Diffusion Preconditioners#
Preconditioning is an essential technique to improve the performance of diffusion models. It consists in scaling the latent state and the noise level that are passed to a network. Some preconditioning also requires to re-scale the output of the network. PhysicsNeMo provides a set of preconditioning classes that are wrappers around backbones or specialized architectures.
- class physicsnemo.models.diffusion.preconditioning.VPPrecond(*args, **kwargs)[source]#
Bases:
ModulePreconditioning corresponding to the variance preserving (VP) formulation.
- Parameters:
img_resolution (int) – Image resolution.
img_channels (int) – Number of color channels.
label_dim (int) – Number of class labels, 0 = unconditional, by default 0.
use_fp16 (bool) – Execute the underlying model at FP16 precision?, by default False.
beta_d (float) – Extent of the noise level schedule, by default 19.9.
beta_min (float) – Initial slope of the noise level schedule, by default 0.1.
M (int) – Original number of timesteps in the DDPM formulation, by default 1000.
epsilon_t (float) – Minimum t-value used during training, by default 1e-5.
model_type (str) – Class name of the underlying model, by default “SongUNet”.
**model_kwargs (dict) – Keyword arguments for the underlying model.
Note
Reference: Song, Y., Sohl-Dickstein, J., Kingma, D.P., Kumar, A., Ermon, S. and Poole, B., 2020. Score-based generative modeling through stochastic differential equations. arXiv preprint arXiv:2011.13456.
- round_sigma(sigma: float | List | Tensor)[source]#
Convert a given sigma value(s) to a tensor representation.
- Parameters:
sigma (Union[float list, torch.Tensor]) – The sigma value(s) to convert.
- Returns:
The tensor representation of the provided sigma value(s).
- Return type:
torch.Tensor
- sigma(t: float | Tensor)[source]#
Compute the sigma(t) value for a given t based on the VP formulation.
The function calculates the noise level schedule for the diffusion process based on the given parameters beta_d and beta_min.
- Parameters:
t (Union[float, torch.Tensor]) – The timestep or set of timesteps for which to compute sigma(t).
- Returns:
The computed sigma(t) value(s).
- Return type:
torch.Tensor
- sigma_inv(sigma: float | Tensor)[source]#
Compute the inverse of the sigma function for a given sigma.

*Data extract*

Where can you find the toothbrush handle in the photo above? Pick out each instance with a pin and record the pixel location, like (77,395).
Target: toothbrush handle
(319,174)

*Given problem 1*
In the diffusion preconditioners text, replace "noise level schedule" with "noise schedule" throughout the stretch from "img_channels (int) –" through "arXiv preprint arXiv:2011.13456.".
*Given problem 2*
Rewrite the paragraph of the diffusion preconditioners text that begins "Preconditioning is an essential technique" as a short bulleted list that keeps its main facts.
*Given problem 3*
According to the diffusion preconditioners text, what is the default value of beta_min in VPPrecond?
The data was taken from a separate source.

*Complete response 1*
img_channels (int) – Number of color channels.
label_dim (int) – Number of class labels, 0 = unconditional, by default 0.
use_fp16 (bool) – Execute the underlying model at FP16 precision?, by default False.
beta_d (float) – Extent of the noise schedule, by default 19.9.
beta_min (float) – Initial slope of the noise schedule, by default 0.1.
M (int) – Original number of timesteps in the DDPM formulation, by default 1000.
epsilon_t (float) – Minimum t-value used during training, by default 1e-5.
model_type (str) – Class name of the underlying model, by default “SongUNet”.
**model_kwargs (dict) – Keyword arguments for the underlying model.
Note
Reference: Song, Y., Sohl-Dickstein, J., Kingma, D.P., Kumar, A., Ermon, S. and Poole, B., 2020. Score-based generative modeling through stochastic differential equations. arXiv preprint arXiv:2011.13456.

*Complete response 2*
- Preconditioning improves the performance of diffusion models.
- It scales the latent state and noise level passed to a network.
- Some preconditioning also rescales the network's output.
- PhysicsNeMo provides preconditioning classes that wrap backbones or specialized architectures.

*Complete response 3*
0.1